**** DATASET
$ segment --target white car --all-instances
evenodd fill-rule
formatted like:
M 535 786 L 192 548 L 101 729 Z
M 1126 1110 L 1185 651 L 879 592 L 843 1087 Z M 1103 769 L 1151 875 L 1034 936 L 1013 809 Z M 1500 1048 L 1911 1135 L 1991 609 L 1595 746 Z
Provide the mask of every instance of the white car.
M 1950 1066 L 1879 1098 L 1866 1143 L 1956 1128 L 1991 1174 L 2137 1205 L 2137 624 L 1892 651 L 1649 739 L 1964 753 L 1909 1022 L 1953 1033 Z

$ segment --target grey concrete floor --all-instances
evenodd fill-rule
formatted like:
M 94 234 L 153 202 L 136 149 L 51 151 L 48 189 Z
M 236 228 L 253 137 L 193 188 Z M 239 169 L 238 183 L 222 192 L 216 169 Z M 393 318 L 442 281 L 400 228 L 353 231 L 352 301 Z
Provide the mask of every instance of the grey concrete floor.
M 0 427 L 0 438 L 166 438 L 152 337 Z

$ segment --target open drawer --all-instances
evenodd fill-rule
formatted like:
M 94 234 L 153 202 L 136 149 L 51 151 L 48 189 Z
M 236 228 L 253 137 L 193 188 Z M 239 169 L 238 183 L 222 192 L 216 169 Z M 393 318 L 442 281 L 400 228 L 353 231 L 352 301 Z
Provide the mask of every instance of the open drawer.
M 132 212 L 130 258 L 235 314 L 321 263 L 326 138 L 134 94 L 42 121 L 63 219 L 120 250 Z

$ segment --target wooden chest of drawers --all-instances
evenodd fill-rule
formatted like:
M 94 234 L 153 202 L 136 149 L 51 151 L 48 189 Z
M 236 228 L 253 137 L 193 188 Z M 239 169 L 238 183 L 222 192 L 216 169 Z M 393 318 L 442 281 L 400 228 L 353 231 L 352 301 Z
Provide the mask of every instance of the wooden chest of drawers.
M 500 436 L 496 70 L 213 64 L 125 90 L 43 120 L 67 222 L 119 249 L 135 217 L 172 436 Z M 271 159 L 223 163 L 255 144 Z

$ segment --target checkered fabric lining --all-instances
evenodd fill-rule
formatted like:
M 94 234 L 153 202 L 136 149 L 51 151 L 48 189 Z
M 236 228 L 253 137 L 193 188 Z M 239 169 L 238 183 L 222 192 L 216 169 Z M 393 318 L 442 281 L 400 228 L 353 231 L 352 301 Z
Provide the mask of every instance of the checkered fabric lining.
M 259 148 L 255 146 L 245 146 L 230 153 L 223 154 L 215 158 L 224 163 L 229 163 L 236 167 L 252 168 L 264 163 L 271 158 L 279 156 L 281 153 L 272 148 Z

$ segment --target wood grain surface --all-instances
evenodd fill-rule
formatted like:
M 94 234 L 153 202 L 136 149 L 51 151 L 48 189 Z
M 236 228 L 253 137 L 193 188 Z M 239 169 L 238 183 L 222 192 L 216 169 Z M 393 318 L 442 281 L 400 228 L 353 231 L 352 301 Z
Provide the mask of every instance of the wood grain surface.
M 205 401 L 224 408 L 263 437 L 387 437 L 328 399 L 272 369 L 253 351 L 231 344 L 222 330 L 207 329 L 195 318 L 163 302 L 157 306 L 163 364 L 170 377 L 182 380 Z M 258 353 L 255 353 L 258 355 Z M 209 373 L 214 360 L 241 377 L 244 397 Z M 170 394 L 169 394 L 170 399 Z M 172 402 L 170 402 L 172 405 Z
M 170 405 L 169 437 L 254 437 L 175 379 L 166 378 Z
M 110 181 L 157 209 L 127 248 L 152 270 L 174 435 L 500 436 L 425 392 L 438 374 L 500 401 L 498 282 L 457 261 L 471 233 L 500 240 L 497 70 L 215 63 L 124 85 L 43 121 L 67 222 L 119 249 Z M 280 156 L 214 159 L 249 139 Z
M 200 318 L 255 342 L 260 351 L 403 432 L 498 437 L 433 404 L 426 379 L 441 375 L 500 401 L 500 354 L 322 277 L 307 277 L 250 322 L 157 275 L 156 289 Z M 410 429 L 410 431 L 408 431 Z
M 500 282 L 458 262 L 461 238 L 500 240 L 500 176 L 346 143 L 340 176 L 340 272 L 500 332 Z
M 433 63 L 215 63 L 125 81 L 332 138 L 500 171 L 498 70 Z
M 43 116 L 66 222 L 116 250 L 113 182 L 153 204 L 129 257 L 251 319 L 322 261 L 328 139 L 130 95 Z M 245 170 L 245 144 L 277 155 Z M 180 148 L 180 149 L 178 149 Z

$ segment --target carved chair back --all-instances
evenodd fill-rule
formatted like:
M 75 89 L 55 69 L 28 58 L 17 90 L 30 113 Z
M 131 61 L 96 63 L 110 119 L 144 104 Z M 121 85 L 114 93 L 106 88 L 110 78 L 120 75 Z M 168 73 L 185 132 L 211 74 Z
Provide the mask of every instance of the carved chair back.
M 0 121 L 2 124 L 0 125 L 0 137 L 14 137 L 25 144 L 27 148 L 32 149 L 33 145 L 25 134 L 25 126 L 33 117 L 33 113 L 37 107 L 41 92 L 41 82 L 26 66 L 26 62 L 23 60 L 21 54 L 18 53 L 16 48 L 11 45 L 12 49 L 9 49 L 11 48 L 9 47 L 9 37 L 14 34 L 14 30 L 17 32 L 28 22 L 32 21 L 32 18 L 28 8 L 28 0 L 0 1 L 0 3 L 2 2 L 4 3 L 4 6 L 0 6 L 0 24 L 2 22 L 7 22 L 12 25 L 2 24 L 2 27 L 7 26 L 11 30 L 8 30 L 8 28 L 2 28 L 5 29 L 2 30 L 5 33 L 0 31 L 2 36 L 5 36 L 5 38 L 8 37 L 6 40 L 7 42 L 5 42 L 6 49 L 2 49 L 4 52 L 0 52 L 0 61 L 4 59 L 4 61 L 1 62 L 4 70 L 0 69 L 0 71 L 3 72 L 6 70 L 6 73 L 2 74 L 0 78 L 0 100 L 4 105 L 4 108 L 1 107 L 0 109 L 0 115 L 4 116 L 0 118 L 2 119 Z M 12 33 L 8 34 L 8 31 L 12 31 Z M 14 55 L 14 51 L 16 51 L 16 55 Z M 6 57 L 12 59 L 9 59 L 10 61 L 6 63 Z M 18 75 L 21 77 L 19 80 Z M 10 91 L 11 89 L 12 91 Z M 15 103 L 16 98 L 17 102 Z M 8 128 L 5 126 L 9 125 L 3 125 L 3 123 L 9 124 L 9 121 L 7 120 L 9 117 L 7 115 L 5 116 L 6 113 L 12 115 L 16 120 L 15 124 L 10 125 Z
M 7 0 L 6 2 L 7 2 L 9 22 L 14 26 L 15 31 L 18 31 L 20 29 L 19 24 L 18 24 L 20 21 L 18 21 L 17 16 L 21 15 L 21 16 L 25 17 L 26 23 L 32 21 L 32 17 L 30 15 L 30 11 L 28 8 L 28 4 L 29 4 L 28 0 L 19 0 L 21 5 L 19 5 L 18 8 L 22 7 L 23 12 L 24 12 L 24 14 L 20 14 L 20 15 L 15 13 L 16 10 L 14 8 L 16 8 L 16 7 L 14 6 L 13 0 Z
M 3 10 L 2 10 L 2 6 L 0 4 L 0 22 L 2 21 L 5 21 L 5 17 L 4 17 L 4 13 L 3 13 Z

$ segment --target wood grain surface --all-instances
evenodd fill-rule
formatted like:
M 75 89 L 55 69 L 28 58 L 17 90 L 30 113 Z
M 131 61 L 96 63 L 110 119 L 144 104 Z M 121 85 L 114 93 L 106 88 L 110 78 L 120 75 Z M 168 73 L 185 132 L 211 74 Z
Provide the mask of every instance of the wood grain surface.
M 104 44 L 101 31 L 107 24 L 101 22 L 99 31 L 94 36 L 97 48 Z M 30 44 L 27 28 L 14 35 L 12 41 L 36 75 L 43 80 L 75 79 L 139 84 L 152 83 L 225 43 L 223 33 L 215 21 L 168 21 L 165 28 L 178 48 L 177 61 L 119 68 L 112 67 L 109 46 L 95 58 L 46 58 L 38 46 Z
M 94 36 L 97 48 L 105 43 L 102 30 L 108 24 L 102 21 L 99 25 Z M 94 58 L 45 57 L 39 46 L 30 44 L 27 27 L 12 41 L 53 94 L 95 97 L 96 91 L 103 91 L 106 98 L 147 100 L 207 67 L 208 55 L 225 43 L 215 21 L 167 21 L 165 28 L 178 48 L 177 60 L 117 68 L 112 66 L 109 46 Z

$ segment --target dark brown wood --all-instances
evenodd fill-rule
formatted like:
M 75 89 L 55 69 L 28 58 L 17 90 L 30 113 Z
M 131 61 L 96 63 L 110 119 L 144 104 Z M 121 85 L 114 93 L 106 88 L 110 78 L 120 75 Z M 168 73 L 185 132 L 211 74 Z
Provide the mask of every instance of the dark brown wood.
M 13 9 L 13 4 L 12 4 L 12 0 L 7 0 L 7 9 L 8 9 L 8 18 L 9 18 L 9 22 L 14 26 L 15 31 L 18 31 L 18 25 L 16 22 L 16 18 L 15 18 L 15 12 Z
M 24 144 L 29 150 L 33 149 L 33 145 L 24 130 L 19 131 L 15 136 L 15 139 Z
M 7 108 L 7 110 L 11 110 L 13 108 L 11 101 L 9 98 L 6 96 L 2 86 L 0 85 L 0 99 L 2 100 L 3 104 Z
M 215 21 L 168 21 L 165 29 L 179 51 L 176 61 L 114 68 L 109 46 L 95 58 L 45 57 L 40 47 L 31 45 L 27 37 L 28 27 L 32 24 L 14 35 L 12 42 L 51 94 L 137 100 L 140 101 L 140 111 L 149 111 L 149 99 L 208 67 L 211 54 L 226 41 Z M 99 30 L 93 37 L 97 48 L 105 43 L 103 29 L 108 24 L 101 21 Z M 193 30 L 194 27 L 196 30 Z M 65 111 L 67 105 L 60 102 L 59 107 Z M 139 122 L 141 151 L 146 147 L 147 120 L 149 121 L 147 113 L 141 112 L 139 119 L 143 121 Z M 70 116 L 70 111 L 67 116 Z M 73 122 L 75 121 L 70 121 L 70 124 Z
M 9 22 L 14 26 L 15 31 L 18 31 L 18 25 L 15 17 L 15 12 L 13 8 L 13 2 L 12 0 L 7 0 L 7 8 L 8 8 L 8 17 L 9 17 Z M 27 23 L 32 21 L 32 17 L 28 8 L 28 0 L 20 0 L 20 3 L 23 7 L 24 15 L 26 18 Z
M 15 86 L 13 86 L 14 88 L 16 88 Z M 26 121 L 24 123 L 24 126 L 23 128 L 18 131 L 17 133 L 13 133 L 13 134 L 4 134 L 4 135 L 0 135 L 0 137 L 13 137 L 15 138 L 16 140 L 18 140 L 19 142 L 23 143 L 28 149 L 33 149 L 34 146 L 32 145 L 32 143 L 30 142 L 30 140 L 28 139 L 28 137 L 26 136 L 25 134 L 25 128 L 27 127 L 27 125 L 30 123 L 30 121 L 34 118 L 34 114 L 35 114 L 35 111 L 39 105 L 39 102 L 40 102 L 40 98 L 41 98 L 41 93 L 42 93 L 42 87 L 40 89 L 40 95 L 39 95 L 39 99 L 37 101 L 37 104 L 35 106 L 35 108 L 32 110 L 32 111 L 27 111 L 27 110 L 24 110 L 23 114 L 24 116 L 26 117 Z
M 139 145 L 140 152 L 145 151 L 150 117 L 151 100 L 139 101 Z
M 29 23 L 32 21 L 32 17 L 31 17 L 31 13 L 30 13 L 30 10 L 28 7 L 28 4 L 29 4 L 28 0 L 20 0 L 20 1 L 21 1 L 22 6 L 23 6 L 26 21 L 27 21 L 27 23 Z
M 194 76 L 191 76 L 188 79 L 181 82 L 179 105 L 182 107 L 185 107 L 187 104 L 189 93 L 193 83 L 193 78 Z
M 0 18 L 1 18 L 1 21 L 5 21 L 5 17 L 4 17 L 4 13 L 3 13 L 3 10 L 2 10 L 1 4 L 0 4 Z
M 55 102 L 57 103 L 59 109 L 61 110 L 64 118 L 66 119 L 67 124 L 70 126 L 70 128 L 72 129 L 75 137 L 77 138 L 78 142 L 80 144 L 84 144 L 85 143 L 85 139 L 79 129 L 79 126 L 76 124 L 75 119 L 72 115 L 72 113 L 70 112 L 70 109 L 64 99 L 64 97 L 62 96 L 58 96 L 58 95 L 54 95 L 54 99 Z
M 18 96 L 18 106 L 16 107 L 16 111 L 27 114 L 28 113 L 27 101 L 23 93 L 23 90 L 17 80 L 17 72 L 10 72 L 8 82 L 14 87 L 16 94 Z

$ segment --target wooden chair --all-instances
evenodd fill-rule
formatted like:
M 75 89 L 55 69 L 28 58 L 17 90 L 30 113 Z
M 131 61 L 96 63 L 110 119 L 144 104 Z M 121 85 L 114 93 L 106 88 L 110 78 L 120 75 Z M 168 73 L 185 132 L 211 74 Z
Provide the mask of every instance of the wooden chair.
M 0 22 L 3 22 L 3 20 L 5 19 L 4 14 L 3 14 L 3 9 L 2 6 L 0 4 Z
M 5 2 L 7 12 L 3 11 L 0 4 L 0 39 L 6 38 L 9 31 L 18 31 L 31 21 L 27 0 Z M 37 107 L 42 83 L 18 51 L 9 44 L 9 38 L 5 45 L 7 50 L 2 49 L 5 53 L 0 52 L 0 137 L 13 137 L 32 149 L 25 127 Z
********
Only the lines above, from the first through the one holding "M 535 786 L 192 548 L 101 729 Z", are to be output, and they must be copied exactly.

ANSWER SECTION:
$ segment --target white car --all-instances
evenodd fill-rule
formatted like:
M 535 786 L 192 548 L 101 729 Z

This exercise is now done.